| PAGE EXTRACT |
'''
In this small, seminar-style course, students will work through either one significant book or a similarly substantive collection of essays, with the topic varying by semester. Students will engage in intensive close reading of the philosophical texts, identifying particular arguments, premises, and claims for assessment during student discussion in the seminar meetings. The course meets for 1/3 the time of a regular course, that is, on average one hour a week (or two hours every other week). This course can be repeated up to three times for credit. (Note that there is also a similar course in Religion, 50:840:190, which can be taken up to an additional three times).

AFRICANA PHILOSOPHY
Course# 50:730:216:01
Cross listed with 50:014:216:01
M/W 3:45 pm – 5:00 pm 
Professor Agule
GEN ED:  GCM (Global Communities)

Africana (or African-American) philosophy, the modern intellectual tradition of the African diaspora in North America and the Caribbean, deals with philosophical issues related to identity, race, and culture; the phenomenon and experience of oppression and liberation; and contemporary philosophical concerns about the black past, present, and future.

SELF AND IDENTITY
Course# 50:730:222:01
T/TH 9:35 am – 10:55 am
Professor Denehy
GEN ED: EAV (Ethics and Values)

An exploration of the nature of the self, with emphasis on the conditions for remaining the same person over time and the relation between selfhood and moral responsibility.

DEBATING ETHICAL ISSUES ACROSS DISCIPLINES
Course# 50:730:240:01
T/TH 11:10 am – 12:30 pm
Professor Wall
GEN ED: EAV (Ethics and Values), XPL (Experiential Learning)

Critical examination within social philosophy of sex, gender, sexual identity, and sexuality. Topics include ways we understand sexual attraction and desire, how we determine our sexual identity, ideas of femininity and masculinity as they are reinforced through cultural and social norms, the regulation of sexuality and marriage, the publicity of sex and sexuality, and the relationship and tension between multiculturalism and feminism. Class includes applications of concepts to contemporary debates concerning parenting, pornography, sex education, same sex marriage, harassment law, and transgenderism.
'''
| ASSIGNMENT |
Extend the philosophy course listings above, picking up after the last course description.

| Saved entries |
'''
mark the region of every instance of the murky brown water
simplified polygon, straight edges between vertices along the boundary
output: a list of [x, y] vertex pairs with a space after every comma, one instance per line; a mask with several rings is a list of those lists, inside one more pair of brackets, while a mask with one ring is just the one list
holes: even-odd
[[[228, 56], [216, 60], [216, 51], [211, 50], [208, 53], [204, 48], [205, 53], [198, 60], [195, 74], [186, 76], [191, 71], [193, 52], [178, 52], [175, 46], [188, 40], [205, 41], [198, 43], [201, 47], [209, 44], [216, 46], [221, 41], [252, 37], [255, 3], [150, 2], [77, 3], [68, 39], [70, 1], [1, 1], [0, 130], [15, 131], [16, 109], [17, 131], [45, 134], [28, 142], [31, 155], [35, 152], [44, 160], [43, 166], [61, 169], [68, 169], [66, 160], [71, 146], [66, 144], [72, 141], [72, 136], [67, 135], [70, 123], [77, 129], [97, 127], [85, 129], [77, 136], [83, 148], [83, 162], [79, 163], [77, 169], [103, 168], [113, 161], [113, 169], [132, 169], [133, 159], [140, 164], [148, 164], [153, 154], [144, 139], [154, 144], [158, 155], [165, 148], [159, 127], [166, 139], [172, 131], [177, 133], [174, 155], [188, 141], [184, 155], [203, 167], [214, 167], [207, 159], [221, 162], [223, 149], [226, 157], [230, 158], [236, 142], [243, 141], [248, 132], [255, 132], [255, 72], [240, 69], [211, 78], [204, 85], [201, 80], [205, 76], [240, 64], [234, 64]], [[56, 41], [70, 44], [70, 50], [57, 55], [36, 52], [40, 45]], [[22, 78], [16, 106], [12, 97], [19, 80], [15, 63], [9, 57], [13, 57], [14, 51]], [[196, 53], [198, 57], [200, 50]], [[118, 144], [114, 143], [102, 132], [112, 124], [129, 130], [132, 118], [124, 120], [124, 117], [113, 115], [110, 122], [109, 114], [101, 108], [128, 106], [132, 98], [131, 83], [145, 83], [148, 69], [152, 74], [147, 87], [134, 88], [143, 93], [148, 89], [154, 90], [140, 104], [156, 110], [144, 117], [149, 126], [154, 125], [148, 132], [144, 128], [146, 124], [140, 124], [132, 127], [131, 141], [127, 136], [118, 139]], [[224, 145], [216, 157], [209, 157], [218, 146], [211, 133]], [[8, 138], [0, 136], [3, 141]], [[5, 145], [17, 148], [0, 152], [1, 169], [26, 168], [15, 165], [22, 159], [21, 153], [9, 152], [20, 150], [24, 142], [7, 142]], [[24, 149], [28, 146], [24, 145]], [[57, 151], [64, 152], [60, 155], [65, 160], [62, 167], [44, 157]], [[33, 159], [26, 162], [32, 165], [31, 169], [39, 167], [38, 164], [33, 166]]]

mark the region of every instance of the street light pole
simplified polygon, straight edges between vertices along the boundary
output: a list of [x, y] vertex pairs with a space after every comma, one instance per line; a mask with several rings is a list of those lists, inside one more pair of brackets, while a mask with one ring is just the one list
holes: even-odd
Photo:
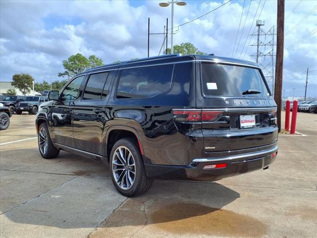
[[174, 0], [172, 0], [172, 29], [170, 36], [170, 52], [174, 53], [174, 46], [173, 46], [173, 27], [174, 27]]

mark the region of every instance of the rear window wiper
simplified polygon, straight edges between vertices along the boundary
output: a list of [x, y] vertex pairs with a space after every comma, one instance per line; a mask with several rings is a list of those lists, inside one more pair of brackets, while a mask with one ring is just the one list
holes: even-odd
[[243, 95], [246, 94], [257, 94], [258, 93], [261, 93], [261, 92], [259, 90], [255, 90], [254, 89], [248, 89], [247, 91], [245, 91], [242, 93]]

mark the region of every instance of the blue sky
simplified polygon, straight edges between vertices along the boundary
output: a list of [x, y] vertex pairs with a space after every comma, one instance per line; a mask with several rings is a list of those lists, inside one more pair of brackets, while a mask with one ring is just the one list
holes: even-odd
'''
| TASK ANSWER |
BIOMEDICAL ETHICS
Course# 50:730:249:01
T/TH 8:00 am – 9:20 am 
Professor Denehy
GEN ED:  EAV

Exploration of moral issues in medicine and medical research. Course will typically focus on issues raised by the creation and termination of life and include topics such as abortion, stem cell research, cloning, prenatal screening for disability, right to medical care, human experimentation, genetic enhancement and eugenics, animal experimentation, the diagnosis of death, and euthanasia.

BIOMEDICAL ETHICS
Course# 50:730:249:90
Online

Professor Gentzel

BIOMEDICAL ETHICS
Course# 50:730:249:92
Professor Gentzel

BIOMEDICAL ETHICS
Course# 50:730:249:94
Professor Gentzel

BIOMEDICAL ETHICS
Course# 50:730:249:96
Professor Gentzel

PHILOSOPHY OF LAW
Course# 50:730:258:01
M/W 12:30 pm – 1:50 pm 
Professor Agule
GEN ED: EAV (Ethics and Values)

Introduction to philosophical issues concerning the nature of law and its relation to morality and to power. Focuses on the concept of justice and punishment, the function of law, and types of legal argument. Legal materials include cases drawn from constitutional law, contracts, torts, and criminal law.

PHILOSOPHICAL IDEAS IN FILM
Course# 50:730:264:90
Online
Professor Young
GEN ED: AAI (Art, Aesthetics, and Theories of Interpretation)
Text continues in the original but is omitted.